DATA FOR THE TASK ->
BEGIN
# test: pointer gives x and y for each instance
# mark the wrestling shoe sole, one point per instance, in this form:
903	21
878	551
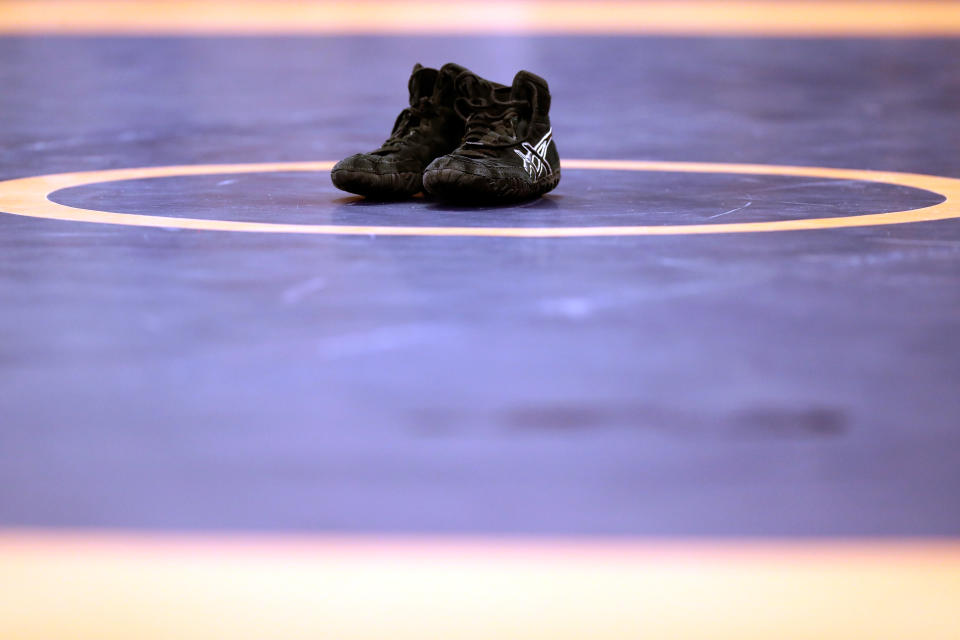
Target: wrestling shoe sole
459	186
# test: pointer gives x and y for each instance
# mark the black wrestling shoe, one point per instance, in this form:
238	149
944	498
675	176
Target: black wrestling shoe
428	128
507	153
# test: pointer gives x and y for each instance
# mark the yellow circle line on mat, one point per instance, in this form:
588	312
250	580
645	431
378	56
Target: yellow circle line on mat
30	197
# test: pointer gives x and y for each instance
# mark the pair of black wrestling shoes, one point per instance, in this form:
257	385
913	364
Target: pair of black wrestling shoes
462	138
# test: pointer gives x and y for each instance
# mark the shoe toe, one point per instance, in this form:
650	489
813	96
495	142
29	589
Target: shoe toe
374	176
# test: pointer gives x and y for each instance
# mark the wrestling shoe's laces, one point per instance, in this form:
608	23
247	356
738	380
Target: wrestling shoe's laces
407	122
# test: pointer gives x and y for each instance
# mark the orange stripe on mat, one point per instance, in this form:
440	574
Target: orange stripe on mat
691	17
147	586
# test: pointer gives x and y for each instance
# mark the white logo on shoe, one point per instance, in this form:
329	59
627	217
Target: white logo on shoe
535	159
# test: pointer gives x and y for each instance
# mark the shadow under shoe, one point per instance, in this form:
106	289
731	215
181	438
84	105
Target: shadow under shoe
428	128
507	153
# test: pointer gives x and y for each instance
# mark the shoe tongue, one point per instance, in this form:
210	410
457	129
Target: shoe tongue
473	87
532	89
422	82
END
BEGIN
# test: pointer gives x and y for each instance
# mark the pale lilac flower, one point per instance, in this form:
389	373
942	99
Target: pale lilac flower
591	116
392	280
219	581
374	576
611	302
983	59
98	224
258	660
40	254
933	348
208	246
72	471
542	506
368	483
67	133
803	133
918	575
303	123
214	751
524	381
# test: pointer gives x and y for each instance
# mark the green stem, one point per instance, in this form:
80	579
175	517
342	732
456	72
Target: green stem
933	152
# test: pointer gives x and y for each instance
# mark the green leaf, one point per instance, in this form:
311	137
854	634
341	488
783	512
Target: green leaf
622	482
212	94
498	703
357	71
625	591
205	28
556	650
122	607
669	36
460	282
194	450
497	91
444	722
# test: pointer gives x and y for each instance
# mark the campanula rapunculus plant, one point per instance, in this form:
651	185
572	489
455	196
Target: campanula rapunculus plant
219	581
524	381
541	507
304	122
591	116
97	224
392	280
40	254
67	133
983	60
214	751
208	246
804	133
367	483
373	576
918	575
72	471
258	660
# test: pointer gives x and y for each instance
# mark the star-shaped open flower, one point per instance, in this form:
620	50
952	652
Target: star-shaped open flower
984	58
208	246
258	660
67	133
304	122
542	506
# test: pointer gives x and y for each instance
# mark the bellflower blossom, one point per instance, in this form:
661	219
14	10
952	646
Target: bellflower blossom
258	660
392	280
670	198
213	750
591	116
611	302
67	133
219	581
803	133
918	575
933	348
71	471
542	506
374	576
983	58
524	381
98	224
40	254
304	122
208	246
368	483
END
BEGIN
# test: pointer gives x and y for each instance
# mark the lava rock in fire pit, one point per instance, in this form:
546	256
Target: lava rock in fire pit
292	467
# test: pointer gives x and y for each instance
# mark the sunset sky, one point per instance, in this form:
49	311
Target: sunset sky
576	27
END
STATED GOAL ->
List every line in the records that contains the word "bellflower".

ANSWER IN FULL ->
# mark the bellflower blossom, one point per instance, in this form:
Target: bellflower blossom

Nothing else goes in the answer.